▶ _Problem statement_
Gather each line of the records where "white" appears.

▶ _Data_

=== Section Start ===

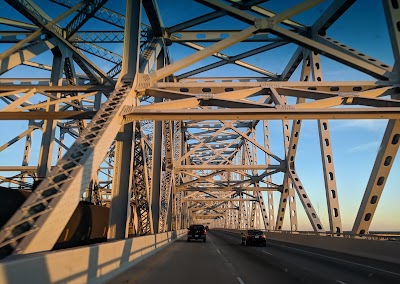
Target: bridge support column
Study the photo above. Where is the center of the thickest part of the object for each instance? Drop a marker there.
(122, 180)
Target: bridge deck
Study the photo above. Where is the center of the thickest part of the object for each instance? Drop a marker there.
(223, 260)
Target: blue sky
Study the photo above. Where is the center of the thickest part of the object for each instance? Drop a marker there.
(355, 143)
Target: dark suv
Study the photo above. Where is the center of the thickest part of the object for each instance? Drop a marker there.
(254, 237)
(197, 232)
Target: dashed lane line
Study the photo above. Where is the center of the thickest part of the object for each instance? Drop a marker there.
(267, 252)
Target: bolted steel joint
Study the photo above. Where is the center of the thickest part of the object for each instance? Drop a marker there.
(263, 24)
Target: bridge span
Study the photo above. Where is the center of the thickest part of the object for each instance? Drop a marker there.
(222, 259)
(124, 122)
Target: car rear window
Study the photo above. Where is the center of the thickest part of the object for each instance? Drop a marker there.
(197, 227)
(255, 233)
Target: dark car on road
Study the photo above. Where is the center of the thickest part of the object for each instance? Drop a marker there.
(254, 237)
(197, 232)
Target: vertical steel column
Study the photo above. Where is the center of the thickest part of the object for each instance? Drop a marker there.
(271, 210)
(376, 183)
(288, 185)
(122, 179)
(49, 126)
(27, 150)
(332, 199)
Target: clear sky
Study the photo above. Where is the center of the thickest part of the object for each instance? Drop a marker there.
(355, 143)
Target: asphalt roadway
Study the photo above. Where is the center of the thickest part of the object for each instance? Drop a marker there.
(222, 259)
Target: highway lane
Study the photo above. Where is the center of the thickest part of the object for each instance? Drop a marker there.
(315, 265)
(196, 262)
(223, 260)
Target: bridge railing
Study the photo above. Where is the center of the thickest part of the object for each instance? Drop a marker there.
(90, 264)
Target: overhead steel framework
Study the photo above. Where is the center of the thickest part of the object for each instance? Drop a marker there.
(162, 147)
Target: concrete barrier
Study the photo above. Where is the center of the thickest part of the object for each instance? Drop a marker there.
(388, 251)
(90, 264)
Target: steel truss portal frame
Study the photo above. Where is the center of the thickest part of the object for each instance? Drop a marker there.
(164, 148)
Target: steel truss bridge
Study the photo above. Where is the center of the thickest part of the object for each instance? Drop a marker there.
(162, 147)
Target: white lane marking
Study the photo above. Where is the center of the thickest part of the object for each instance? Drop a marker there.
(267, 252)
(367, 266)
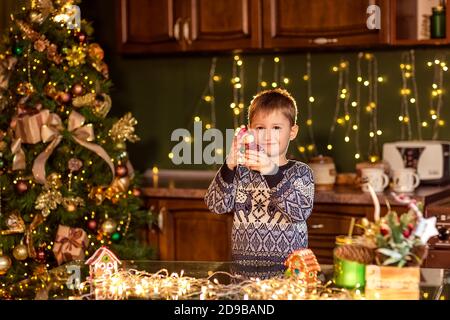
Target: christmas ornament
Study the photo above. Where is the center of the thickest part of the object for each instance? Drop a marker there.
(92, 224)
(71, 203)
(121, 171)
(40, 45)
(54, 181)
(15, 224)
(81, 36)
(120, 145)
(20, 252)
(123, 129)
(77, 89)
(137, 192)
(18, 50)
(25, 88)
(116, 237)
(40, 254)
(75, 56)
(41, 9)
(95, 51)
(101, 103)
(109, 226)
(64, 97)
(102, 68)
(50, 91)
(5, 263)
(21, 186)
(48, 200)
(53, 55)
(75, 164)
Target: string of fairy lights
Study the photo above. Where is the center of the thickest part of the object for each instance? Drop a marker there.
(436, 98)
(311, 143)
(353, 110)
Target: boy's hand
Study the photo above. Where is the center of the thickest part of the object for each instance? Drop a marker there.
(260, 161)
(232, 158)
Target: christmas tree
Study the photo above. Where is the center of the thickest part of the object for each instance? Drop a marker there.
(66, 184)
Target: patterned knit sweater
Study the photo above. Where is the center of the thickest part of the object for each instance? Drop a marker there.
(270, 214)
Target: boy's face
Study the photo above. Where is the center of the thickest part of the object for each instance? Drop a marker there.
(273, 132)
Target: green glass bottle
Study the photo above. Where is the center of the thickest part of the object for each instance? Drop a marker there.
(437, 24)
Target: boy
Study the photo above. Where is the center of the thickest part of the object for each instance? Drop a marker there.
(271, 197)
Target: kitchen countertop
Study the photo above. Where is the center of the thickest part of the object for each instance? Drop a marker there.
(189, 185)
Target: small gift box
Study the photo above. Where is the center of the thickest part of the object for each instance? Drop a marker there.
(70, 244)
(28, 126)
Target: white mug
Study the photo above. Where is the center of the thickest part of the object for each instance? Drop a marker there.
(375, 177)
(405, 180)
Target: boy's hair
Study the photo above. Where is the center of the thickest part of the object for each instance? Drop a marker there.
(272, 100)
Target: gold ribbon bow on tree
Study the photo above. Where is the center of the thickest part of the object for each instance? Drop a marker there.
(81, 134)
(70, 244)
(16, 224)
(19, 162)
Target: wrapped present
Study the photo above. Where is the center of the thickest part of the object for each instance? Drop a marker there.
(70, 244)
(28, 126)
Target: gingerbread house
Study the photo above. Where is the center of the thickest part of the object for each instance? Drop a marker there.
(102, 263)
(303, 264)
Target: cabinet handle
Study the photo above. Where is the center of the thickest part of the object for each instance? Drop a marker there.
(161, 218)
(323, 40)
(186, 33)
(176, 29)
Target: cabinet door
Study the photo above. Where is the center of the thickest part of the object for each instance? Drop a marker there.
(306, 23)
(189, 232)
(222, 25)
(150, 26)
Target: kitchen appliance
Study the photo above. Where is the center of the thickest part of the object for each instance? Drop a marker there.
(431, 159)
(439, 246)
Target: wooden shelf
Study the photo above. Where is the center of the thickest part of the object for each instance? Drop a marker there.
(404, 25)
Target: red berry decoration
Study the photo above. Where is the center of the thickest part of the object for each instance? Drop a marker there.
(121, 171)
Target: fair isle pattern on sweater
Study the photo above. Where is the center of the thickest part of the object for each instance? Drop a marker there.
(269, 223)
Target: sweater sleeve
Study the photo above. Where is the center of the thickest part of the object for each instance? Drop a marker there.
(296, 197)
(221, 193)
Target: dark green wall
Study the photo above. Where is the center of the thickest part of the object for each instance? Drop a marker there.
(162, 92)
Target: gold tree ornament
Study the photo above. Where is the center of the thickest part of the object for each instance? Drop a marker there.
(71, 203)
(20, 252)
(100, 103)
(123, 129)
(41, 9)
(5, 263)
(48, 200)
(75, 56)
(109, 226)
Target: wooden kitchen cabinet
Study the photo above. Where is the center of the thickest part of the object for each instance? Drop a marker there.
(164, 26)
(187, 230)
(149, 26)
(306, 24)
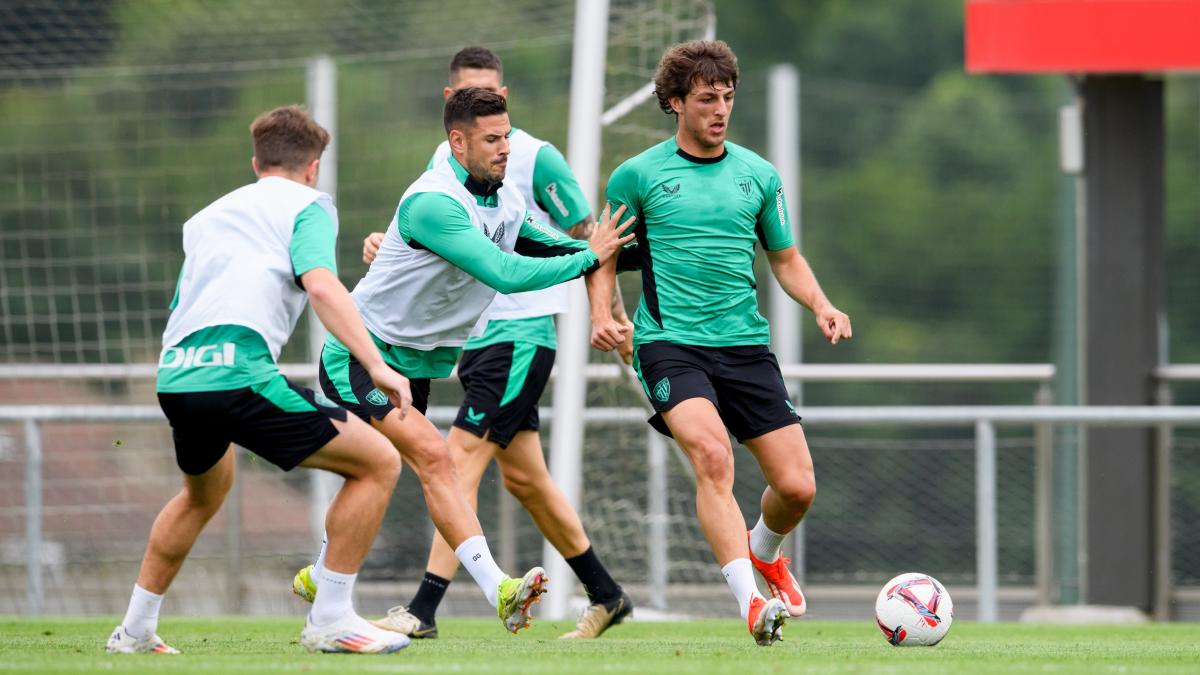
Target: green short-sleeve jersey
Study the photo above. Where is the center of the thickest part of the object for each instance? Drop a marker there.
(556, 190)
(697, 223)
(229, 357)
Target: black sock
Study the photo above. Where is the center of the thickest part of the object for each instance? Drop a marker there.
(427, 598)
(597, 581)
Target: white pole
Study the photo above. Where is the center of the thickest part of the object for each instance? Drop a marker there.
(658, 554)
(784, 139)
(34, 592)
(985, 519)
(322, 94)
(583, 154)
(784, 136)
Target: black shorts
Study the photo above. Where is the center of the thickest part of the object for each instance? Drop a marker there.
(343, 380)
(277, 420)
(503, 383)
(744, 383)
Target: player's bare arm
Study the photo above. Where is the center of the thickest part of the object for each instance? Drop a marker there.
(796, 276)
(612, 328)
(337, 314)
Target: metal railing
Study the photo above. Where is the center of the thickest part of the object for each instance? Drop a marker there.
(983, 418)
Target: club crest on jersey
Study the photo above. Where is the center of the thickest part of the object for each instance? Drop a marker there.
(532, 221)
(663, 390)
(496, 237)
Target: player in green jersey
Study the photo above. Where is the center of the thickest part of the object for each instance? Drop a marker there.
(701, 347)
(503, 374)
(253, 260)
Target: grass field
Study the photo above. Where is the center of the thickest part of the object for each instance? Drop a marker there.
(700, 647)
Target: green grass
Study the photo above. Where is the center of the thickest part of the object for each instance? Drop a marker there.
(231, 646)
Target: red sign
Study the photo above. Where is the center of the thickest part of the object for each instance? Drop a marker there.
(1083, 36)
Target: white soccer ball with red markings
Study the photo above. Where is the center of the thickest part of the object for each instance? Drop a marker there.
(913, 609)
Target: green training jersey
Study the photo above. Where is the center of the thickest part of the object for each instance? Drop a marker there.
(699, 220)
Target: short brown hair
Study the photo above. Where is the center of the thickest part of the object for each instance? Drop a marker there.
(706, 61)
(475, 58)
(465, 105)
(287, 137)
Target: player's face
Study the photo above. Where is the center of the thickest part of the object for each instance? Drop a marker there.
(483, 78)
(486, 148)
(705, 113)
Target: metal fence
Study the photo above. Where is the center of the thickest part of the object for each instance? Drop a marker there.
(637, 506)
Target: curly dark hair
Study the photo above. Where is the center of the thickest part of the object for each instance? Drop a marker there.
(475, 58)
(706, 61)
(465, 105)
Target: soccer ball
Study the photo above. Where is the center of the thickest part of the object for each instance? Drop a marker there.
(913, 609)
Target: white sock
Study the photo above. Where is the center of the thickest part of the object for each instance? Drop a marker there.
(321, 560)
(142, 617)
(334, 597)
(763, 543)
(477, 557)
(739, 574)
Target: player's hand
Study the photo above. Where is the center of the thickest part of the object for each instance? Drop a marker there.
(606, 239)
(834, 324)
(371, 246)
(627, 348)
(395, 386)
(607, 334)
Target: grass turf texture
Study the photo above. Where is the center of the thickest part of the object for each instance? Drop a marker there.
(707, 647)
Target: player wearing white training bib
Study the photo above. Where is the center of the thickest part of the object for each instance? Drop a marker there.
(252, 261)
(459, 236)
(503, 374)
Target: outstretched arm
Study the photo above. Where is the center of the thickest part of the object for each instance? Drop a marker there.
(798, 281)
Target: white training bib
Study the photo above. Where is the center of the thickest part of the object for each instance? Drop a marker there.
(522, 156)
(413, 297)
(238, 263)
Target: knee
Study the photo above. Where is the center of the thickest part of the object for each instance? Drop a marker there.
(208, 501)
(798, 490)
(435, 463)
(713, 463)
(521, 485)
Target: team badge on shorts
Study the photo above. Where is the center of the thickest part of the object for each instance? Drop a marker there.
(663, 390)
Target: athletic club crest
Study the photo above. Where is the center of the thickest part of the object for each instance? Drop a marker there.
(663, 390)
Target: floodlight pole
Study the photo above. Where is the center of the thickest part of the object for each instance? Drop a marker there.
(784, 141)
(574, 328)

=== Section End ===

▶ _Response to the task_
Target: white lane marking
Target: white mug
Target: white pole
Target: white soccer ball with red markings
Target: white sock
Target: player wearing white training bib
Target: white training bib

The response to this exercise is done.